- [EXERCISE DIRECTIONS]:
Copy out all of the material below line for line. Multiply each answer coordinate by 2.5 and round to whole numbers with halves going up, keep the format pairs unchanged, and leave out the picture.

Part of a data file
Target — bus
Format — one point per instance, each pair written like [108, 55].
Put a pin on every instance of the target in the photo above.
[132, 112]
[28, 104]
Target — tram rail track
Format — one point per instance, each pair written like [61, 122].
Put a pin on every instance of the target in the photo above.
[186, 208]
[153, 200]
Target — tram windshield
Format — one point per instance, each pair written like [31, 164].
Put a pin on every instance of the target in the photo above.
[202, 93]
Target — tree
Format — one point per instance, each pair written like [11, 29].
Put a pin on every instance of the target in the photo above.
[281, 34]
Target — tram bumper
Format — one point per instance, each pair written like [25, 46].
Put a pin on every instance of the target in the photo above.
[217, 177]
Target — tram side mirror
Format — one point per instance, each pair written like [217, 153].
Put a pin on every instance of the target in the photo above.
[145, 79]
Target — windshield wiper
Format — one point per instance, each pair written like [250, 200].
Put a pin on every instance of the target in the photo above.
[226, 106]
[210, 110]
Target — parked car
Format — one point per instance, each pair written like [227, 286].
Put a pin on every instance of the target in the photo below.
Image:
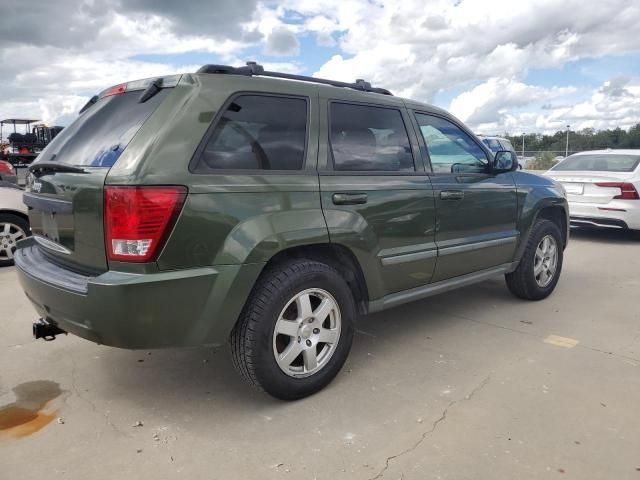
[14, 221]
[267, 210]
[7, 172]
[602, 187]
[497, 144]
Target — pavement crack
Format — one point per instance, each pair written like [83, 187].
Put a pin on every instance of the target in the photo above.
[515, 330]
[434, 426]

- [EXERCISE OUTPUT]:
Target — bus
Format — one point per instance, each pair written like [108, 55].
Put a pin on every instance of the target in the photo above.
[330, 280]
[70, 260]
Target — tram rail track
Format — one point per instance, each pair written like [61, 122].
Put a pin on every instance of the target in the photo above.
[465, 520]
[383, 500]
Target — tram windshield
Format — one point per instance, each pair written like [31, 164].
Put a pin on every instance of the target in the photo above.
[505, 233]
Target — tree
Format — one point per instance, each pair written like [11, 29].
Put a pin on every instance of the target in the photo above.
[703, 85]
Target — tram bumper
Format — one point per instance, each pair written like [25, 46].
Put a pin on every instance of the target in the photo above.
[543, 443]
Target — tram side mirror
Format — one point per instance, each pair written like [217, 153].
Put a pin on every instance of the target in the photo above.
[363, 198]
Target — windshield wiper
Format — one point per instance, each pair written like [250, 200].
Put a pin on every instance of the target in the photo above.
[565, 265]
[525, 275]
Target — parked car
Format — one point per instance, each pair written like [227, 286].
Put a pin on every instance of the target in the photo below.
Image:
[35, 553]
[668, 525]
[18, 430]
[1505, 468]
[1243, 360]
Target — pavement crack
Format — one point per instance, each pair written like [83, 187].
Put a pin on every instance of the target in the photo above.
[1288, 825]
[1085, 1065]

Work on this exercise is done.